◆ Aim of the exercise ◆
Could the data below be retyped exactly, without its pictures?

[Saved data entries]
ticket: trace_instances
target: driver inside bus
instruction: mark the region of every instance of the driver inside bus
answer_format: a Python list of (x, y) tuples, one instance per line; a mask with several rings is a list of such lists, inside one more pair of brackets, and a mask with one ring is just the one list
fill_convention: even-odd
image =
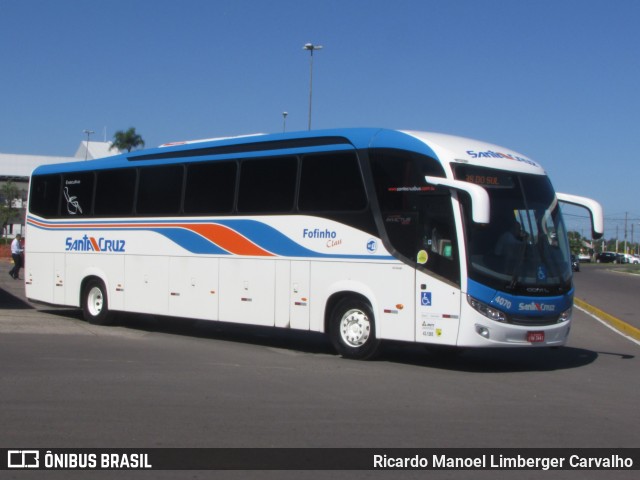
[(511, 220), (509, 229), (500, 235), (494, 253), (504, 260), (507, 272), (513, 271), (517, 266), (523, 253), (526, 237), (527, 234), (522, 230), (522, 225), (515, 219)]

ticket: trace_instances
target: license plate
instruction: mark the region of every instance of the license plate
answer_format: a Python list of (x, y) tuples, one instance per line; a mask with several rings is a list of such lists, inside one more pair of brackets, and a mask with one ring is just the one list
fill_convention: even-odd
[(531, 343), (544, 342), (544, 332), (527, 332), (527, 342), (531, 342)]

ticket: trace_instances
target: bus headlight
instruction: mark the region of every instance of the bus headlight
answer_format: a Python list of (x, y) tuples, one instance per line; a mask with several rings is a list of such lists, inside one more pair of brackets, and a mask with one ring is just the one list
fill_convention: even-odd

◆ Result below ◆
ticket: trace_instances
target: driver inside bus
instruction: mark the region of every instance of the driver inside bus
answer_format: a Python list of (x, y) tuples, one instance per line; a mask with several rings is a list of such lists, inside one more pair of brackets, and a mask with one ring is just the one list
fill_convention: even-odd
image =
[(511, 220), (509, 229), (500, 235), (494, 253), (504, 260), (507, 272), (513, 271), (517, 266), (523, 253), (526, 237), (527, 234), (522, 230), (522, 225), (515, 219)]

ticket: trace_instances
target: license plate
instruction: mark the region of every instance of the license plate
answer_format: a Python list of (x, y) tuples, one instance per line; a mask with several rings is a list of such lists, inside one more pair of brackets, and a mask with one ring is just the one list
fill_convention: even-odd
[(531, 343), (544, 342), (544, 332), (527, 332), (527, 342), (531, 342)]

ticket: trace_instances
target: bus headlight
instruction: mark the region of every instance of the bus headlight
answer_format: a Python list of (x, y) tuples, one instance per line; a mask with several rings is a list of such lists, inside one more pair of brackets, and a mask with one ring is just the one list
fill_convention: even-odd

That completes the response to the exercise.